- **WHAT TO DO**
Reproduce the lines below, substituting "integer-coordinate vertices" for each occurrence of "whole-pixel vertices" and leaving everything else unchanged.

━━━ GIVEN DATA ━━━

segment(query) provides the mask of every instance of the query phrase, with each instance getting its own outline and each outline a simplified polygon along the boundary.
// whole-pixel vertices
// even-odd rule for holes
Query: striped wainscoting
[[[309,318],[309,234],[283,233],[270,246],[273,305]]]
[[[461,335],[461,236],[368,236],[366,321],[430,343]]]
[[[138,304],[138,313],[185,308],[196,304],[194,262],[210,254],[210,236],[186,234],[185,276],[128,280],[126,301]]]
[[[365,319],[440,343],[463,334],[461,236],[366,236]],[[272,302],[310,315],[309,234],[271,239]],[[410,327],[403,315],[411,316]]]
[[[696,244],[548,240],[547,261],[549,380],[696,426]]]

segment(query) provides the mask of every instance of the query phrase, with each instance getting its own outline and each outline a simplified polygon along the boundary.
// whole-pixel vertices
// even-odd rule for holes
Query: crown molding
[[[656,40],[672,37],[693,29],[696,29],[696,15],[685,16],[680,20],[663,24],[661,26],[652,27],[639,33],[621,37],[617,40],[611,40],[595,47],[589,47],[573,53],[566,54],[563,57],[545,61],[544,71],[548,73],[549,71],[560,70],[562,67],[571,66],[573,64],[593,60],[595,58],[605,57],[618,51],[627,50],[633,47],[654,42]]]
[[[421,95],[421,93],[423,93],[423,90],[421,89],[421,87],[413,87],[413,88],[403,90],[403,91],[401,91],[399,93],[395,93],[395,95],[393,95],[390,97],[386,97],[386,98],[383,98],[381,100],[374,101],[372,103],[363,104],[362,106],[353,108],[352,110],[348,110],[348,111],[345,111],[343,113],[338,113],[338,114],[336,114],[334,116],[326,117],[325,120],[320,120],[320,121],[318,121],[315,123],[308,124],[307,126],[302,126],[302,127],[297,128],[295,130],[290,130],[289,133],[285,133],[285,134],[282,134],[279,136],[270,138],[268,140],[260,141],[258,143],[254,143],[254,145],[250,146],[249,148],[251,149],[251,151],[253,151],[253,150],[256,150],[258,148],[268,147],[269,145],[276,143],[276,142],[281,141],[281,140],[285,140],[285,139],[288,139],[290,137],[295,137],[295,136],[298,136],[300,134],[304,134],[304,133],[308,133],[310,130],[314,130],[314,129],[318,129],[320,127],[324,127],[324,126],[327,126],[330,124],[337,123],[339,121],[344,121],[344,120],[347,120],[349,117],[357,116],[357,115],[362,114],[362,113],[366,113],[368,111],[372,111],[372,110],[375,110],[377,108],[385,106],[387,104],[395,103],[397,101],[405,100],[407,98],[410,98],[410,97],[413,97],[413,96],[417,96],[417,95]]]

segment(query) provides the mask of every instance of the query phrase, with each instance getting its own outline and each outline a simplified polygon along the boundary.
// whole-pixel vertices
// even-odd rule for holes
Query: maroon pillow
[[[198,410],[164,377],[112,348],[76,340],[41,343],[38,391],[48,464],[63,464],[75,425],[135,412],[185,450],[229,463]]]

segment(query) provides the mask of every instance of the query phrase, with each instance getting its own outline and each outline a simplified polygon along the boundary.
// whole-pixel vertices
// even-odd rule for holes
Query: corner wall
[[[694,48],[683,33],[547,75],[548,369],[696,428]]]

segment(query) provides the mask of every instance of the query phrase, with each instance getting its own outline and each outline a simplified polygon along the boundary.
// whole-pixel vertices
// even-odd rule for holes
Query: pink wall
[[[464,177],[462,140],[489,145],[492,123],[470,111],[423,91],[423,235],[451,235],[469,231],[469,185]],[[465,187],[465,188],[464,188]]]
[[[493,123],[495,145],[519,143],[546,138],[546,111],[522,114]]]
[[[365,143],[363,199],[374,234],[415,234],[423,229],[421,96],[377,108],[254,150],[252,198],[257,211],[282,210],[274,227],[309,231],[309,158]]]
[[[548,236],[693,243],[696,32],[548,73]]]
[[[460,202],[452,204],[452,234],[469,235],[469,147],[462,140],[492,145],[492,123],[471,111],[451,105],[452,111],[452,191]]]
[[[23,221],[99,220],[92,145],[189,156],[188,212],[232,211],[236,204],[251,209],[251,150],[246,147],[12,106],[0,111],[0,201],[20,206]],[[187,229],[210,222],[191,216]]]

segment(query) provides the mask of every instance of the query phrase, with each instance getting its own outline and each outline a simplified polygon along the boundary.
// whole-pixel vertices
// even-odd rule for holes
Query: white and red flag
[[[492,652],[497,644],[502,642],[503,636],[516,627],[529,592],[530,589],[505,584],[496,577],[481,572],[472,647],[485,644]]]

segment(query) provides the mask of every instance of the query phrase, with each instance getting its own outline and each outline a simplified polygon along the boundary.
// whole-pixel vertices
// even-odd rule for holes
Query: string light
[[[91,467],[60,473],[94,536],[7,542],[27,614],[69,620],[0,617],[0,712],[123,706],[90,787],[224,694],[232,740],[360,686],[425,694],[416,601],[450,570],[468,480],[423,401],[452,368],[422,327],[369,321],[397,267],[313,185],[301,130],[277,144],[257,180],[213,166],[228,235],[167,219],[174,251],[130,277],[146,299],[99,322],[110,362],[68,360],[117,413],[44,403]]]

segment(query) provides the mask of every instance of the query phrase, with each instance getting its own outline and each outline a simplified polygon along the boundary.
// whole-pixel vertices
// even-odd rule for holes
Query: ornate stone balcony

━━━

- **WORKED ANSWER**
segment(query) provides the mask of every instance of the query phrase, with each instance getting its own outline and each outline a simplified polygon along the boundary.
// integer-coordinate vertices
// even-odd rule for holes
Query: striped wainscoting
[[[309,318],[309,234],[283,233],[270,246],[273,305]]]
[[[461,335],[461,236],[368,236],[366,321],[430,343]]]
[[[138,304],[138,313],[185,308],[196,304],[194,262],[210,254],[210,236],[186,234],[185,276],[128,280],[126,301]]]
[[[365,319],[440,343],[463,334],[461,236],[366,236]],[[272,302],[310,315],[309,234],[271,239]],[[410,327],[403,315],[411,316]]]
[[[696,244],[548,240],[547,261],[549,380],[696,426]]]

segment(query) provides the mask of every instance of the query phrase, with each instance getting its own outline and each outline a simplified polygon along the boundary.
// integer-coordinate vertices
// even-odd rule for holes
Query: crown molding
[[[656,40],[672,37],[693,29],[696,29],[696,15],[685,16],[680,20],[663,24],[661,26],[652,27],[639,33],[621,37],[617,40],[611,40],[595,47],[589,47],[573,53],[566,54],[563,57],[545,61],[544,71],[548,73],[549,71],[560,70],[562,67],[571,66],[573,64],[593,60],[595,58],[605,57],[618,51],[627,50],[633,47],[654,42]]]
[[[421,95],[421,93],[423,93],[423,90],[421,89],[421,87],[413,87],[413,88],[403,90],[403,91],[401,91],[399,93],[395,93],[395,95],[393,95],[390,97],[386,97],[386,98],[383,98],[381,100],[374,101],[372,103],[363,104],[362,106],[353,108],[352,110],[348,110],[348,111],[345,111],[343,113],[338,113],[338,114],[336,114],[334,116],[326,117],[325,120],[320,120],[320,121],[318,121],[315,123],[308,124],[307,126],[302,126],[302,127],[297,128],[295,130],[290,130],[289,133],[285,133],[285,134],[282,134],[279,136],[270,138],[268,140],[260,141],[258,143],[254,143],[254,145],[250,146],[249,148],[251,149],[251,151],[253,151],[253,150],[256,150],[258,148],[268,147],[269,145],[276,143],[276,142],[281,141],[281,140],[285,140],[285,139],[288,139],[290,137],[295,137],[295,136],[298,136],[300,134],[304,134],[304,133],[308,133],[310,130],[314,130],[314,129],[318,129],[320,127],[324,127],[324,126],[327,126],[330,124],[337,123],[339,121],[344,121],[344,120],[347,120],[349,117],[357,116],[357,115],[362,114],[362,113],[366,113],[368,111],[372,111],[372,110],[375,110],[377,108],[385,106],[387,104],[395,103],[397,101],[405,100],[407,98],[410,98],[410,97],[413,97],[413,96],[417,96],[417,95]]]

segment(query) provides the mask of every instance of the query phrase, with each instance getting its own outline and each outline a simplified polygon along the boundary.
// integer-coordinate vertices
// even-odd rule for holes
Query: maroon pillow
[[[198,410],[164,377],[112,348],[76,340],[41,343],[38,391],[48,464],[63,464],[75,425],[135,412],[185,450],[229,463]]]

segment(query) provides the mask of every instance of the query phrase, with each instance getting its own outline and each outline a simplified polygon along the boundary.
// integer-coordinate vertices
// even-odd rule for holes
Query: corner wall
[[[694,48],[683,33],[547,75],[548,369],[696,428]]]

segment(query) provides the mask of every instance of the query phrase, with each instance getting its own outline and each outline a simplified polygon along the boundary.
// integer-coordinate vertices
// even-odd rule for holes
Query: pink wall
[[[464,177],[462,140],[489,145],[492,123],[470,111],[423,91],[423,235],[451,235],[469,231],[469,185]],[[465,187],[465,188],[464,188]]]
[[[493,123],[495,145],[519,143],[546,138],[546,111],[522,114]]]
[[[365,143],[363,199],[374,234],[415,234],[423,229],[421,96],[377,108],[254,150],[252,198],[257,211],[282,210],[274,227],[309,231],[309,158]]]
[[[548,236],[693,243],[696,32],[548,73]]]
[[[460,202],[452,204],[452,234],[469,235],[469,147],[462,140],[492,145],[492,123],[471,111],[451,105],[452,111],[452,191]]]
[[[23,221],[99,220],[92,145],[189,156],[188,212],[232,211],[236,204],[251,209],[251,150],[246,147],[12,106],[0,111],[0,201],[20,206]],[[187,229],[210,222],[191,216]]]

segment(query) provides the mask of every instance of the query phrase, with each instance getting its own outline and each outline a simplified polygon along the boundary.
// integer-coordinate vertices
// even-odd rule for holes
Query: white and red flag
[[[492,652],[497,644],[502,642],[503,636],[516,627],[529,592],[530,589],[505,584],[496,577],[481,572],[472,647],[485,644]]]

segment(query) provides the mask of every instance of the query phrase, with each instance getting its own outline and each outline a simplified polygon along the boundary.
// integer-coordinate vertices
// even-odd rule for holes
Query: string light
[[[91,467],[60,473],[94,536],[7,542],[27,614],[69,620],[0,617],[0,712],[123,706],[90,787],[224,694],[232,740],[360,686],[425,694],[416,601],[450,570],[468,480],[423,401],[452,368],[422,327],[369,321],[397,267],[313,185],[301,130],[277,144],[257,180],[213,166],[228,235],[167,219],[174,251],[130,277],[146,299],[99,322],[110,362],[68,360],[117,413],[44,403]]]

segment(query) provides the mask of every instance of the query phrase, with each instance getting its own outline and each outline a simplified polygon along the boundary.
// integer-coordinate vertices
// even-odd rule for holes
Query: ornate stone balcony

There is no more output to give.